- What the task requires
The response must consist of the lines below from the one with "the man's thigh" through the one with "the man's forearm", exactly as they appear and with both ends kept.

┌─ Records for processing

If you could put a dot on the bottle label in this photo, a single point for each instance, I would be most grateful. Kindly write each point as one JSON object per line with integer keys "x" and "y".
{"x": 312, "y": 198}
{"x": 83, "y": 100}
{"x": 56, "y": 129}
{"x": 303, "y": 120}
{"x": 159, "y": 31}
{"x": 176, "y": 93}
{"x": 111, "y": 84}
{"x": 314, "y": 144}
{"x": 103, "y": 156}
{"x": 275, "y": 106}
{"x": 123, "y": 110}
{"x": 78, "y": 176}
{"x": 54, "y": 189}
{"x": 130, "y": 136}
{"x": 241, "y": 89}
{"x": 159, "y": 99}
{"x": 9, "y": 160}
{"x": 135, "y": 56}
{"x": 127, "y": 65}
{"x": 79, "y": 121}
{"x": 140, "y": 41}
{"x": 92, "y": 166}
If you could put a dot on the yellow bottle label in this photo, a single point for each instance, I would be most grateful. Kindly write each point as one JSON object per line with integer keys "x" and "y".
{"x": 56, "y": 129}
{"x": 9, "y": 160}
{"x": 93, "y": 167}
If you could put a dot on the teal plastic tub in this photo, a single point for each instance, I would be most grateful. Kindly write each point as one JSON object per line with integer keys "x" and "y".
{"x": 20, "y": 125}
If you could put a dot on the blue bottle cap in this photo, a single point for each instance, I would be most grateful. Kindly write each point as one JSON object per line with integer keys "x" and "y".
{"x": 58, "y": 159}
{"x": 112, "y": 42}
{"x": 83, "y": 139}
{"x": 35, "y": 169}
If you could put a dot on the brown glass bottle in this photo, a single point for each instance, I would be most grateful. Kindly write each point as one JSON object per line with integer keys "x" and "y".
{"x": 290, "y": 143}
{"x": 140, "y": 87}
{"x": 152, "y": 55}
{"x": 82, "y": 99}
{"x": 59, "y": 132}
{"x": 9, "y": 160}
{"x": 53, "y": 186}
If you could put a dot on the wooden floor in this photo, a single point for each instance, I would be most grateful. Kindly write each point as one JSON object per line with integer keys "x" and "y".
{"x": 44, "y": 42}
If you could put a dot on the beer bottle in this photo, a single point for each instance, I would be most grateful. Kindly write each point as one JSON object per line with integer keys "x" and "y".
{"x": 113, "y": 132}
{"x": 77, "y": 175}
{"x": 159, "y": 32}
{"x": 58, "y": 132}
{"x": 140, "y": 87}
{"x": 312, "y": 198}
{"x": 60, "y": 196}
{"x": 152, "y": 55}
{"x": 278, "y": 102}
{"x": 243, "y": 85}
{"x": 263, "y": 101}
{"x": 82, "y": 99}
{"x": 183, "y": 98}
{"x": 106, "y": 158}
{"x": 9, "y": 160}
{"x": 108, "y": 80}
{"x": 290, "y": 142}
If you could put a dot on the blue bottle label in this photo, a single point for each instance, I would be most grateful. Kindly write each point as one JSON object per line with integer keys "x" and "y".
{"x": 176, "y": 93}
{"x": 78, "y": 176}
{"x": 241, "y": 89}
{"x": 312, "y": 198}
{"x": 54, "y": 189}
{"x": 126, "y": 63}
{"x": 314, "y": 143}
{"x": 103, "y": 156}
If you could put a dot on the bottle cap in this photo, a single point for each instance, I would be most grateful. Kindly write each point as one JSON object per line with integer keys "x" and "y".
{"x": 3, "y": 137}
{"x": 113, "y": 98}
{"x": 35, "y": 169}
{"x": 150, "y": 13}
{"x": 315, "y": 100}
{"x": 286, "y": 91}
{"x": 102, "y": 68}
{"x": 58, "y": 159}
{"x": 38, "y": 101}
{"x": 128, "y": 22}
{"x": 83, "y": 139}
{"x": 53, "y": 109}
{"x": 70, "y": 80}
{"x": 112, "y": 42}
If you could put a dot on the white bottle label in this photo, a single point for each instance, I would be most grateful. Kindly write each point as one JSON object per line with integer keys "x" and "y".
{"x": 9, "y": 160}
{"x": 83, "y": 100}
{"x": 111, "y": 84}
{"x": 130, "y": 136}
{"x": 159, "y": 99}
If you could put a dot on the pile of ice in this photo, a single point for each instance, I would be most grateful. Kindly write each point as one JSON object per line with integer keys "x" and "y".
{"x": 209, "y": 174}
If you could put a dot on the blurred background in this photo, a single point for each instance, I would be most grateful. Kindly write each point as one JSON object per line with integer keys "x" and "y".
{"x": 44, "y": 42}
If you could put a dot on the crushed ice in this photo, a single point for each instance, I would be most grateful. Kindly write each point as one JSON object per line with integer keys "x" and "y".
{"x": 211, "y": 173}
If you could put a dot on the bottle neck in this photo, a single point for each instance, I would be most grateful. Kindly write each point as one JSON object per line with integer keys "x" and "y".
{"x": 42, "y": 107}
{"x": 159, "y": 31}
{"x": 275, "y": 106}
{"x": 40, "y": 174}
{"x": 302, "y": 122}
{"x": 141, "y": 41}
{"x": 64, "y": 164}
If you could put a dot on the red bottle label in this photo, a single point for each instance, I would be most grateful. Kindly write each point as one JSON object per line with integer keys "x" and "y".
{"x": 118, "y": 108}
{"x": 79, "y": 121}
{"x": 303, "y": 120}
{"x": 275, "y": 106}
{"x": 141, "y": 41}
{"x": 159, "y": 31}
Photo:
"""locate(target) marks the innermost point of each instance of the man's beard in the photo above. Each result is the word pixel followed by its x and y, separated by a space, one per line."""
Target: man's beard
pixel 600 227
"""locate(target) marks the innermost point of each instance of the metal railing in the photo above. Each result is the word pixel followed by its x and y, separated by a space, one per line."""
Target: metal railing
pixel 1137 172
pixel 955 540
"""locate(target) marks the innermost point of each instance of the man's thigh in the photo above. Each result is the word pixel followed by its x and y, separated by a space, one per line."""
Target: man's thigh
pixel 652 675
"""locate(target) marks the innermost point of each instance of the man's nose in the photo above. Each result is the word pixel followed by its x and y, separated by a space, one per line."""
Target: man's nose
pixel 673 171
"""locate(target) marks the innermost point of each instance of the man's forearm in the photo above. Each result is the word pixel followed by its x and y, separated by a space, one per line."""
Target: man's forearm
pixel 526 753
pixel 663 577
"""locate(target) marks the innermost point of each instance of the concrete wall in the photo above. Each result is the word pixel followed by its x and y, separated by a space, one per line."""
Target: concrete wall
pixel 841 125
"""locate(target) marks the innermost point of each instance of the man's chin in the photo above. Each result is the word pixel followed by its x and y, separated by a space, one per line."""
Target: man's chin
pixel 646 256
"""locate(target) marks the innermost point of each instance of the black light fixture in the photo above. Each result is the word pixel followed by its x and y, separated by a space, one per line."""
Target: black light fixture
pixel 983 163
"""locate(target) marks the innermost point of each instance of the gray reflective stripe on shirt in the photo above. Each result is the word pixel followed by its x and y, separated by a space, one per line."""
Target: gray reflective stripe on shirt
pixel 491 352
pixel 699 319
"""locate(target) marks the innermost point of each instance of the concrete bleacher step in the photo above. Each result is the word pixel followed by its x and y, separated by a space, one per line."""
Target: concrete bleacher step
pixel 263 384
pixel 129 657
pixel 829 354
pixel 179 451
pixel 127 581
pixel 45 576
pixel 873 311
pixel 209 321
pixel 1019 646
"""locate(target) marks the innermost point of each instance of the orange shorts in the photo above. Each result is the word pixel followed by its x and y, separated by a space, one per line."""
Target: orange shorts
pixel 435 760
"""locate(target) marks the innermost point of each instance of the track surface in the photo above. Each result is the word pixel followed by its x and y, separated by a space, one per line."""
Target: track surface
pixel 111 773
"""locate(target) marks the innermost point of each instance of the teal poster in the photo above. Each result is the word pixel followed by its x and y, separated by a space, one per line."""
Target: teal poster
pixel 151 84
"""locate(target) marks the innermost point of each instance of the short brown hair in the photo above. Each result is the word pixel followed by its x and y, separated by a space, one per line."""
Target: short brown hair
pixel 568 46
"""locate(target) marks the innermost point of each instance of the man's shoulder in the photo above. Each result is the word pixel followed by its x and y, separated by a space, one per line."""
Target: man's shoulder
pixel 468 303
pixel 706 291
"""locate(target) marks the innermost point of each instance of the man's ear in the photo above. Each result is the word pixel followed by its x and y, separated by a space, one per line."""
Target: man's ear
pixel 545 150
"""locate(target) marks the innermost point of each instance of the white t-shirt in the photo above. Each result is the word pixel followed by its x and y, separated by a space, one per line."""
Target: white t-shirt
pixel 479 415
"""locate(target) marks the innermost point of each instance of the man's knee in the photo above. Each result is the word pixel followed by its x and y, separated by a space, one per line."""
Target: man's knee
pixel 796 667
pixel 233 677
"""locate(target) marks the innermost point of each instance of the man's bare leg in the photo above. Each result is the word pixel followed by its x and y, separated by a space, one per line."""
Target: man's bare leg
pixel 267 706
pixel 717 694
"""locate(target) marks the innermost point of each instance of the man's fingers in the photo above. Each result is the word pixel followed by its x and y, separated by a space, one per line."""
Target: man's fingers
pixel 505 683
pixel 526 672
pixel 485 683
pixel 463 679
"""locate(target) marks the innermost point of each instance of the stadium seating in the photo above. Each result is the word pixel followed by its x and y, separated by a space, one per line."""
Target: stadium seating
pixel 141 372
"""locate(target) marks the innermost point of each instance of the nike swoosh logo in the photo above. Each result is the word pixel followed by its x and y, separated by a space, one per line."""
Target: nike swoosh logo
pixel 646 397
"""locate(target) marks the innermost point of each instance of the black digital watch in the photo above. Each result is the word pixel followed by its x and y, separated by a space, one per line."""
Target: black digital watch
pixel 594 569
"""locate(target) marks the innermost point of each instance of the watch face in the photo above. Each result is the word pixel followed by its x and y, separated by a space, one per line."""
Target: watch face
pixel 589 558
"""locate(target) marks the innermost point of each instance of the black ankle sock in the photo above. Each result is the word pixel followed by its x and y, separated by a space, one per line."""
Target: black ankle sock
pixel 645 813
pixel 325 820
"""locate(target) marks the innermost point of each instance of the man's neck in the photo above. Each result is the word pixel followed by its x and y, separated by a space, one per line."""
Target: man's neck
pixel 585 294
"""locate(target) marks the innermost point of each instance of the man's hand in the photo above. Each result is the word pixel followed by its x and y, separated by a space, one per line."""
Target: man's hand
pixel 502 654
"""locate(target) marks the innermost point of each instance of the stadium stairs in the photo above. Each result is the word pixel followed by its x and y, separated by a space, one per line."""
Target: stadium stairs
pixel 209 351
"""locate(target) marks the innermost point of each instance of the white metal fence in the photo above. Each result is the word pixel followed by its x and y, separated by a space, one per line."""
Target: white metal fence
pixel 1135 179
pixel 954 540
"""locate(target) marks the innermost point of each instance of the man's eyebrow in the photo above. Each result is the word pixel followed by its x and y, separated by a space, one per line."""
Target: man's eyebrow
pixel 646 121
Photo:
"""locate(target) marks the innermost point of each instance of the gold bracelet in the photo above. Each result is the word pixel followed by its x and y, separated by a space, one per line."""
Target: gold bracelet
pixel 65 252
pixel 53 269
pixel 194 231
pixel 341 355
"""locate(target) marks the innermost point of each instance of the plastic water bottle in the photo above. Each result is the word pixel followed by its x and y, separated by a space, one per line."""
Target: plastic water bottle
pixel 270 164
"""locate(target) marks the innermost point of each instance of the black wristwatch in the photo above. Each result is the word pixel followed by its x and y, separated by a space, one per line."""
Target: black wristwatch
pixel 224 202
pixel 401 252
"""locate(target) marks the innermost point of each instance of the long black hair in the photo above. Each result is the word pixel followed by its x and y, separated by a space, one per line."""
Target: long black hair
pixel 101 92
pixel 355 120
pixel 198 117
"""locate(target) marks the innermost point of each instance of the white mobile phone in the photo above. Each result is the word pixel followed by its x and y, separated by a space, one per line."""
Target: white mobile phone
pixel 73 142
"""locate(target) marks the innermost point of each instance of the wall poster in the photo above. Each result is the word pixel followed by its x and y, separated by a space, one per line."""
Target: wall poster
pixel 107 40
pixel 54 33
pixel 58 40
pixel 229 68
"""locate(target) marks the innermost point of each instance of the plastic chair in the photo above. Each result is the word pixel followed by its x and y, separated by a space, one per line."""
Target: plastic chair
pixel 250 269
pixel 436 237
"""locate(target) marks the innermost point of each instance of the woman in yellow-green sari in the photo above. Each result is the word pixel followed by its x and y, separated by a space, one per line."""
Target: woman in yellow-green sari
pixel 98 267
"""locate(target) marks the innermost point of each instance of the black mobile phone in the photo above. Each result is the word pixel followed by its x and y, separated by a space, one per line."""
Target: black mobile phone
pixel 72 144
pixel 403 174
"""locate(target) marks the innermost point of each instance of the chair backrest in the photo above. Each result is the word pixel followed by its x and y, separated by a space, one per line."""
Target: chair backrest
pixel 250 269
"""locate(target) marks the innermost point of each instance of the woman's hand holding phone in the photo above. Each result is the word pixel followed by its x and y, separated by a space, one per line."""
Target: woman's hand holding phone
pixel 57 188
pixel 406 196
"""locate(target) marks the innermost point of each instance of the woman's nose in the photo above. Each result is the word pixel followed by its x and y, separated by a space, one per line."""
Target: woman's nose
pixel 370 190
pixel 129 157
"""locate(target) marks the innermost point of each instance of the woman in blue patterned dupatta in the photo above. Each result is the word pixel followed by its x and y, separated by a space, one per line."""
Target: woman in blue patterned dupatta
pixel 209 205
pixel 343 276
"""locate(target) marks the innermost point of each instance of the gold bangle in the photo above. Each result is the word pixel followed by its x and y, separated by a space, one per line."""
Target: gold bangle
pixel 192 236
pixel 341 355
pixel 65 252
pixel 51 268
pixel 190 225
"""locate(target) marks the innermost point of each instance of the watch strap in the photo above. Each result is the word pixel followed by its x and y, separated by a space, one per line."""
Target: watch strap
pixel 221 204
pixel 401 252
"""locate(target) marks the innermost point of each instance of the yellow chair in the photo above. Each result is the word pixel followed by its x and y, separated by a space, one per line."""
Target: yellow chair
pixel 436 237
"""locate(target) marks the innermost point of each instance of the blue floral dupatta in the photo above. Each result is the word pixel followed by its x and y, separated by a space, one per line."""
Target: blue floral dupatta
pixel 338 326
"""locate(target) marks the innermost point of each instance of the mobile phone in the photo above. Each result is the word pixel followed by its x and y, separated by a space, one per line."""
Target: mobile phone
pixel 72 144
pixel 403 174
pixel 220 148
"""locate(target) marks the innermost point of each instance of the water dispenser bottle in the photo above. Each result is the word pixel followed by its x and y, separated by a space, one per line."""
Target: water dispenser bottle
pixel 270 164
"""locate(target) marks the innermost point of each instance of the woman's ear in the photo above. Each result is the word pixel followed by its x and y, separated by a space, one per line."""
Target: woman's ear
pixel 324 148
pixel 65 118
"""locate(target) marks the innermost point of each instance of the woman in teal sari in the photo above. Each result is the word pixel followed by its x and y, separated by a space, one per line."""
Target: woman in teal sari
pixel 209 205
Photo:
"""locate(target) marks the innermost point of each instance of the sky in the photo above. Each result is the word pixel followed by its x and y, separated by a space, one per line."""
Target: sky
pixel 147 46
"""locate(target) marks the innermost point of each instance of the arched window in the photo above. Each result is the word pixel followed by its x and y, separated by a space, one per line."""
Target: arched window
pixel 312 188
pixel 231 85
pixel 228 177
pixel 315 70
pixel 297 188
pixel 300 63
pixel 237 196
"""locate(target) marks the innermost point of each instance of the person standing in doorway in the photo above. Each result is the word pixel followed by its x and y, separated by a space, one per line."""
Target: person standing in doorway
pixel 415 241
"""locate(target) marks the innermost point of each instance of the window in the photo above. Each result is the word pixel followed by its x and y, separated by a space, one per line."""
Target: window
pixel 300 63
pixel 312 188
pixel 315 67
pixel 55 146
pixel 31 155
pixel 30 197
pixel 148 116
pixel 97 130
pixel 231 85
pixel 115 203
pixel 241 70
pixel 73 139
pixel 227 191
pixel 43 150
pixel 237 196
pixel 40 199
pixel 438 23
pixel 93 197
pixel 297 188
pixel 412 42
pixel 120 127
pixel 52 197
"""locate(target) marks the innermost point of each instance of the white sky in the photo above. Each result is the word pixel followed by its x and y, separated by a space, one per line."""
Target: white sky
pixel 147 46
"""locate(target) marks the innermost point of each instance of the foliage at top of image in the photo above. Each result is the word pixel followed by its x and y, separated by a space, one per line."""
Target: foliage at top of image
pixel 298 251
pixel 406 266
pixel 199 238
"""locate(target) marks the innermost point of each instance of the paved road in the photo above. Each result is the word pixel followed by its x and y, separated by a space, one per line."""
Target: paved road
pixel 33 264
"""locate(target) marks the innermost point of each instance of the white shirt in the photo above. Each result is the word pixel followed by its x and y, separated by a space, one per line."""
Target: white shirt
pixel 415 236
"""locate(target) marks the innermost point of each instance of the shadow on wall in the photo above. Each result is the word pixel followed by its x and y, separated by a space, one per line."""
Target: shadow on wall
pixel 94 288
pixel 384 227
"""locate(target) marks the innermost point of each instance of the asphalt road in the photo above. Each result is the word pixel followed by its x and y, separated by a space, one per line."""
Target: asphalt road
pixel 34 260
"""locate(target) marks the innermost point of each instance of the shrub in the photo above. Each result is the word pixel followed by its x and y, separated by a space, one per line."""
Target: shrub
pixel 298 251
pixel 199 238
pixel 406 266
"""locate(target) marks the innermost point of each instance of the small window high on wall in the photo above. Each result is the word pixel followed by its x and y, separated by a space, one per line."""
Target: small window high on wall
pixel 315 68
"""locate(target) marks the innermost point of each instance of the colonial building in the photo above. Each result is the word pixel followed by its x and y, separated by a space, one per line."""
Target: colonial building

└─

- Answer section
"""locate(target) marks the innermost point of each instance of the man's thigh in the photo above. Each result is the word pixel followed by its x and y, separated by a space, one per line."""
Target: man's thigh
pixel 652 675
"""locate(target) marks the innermost point of each instance of the man's nose in the photo above. Each result is the word pixel followed by its x and y, separated by a space, one per line."""
Target: man's nose
pixel 673 171
"""locate(target) marks the innermost point of each instance of the man's forearm in the photo above. Each result is the word pixel followed by its x and y, separated by a space, one per line."""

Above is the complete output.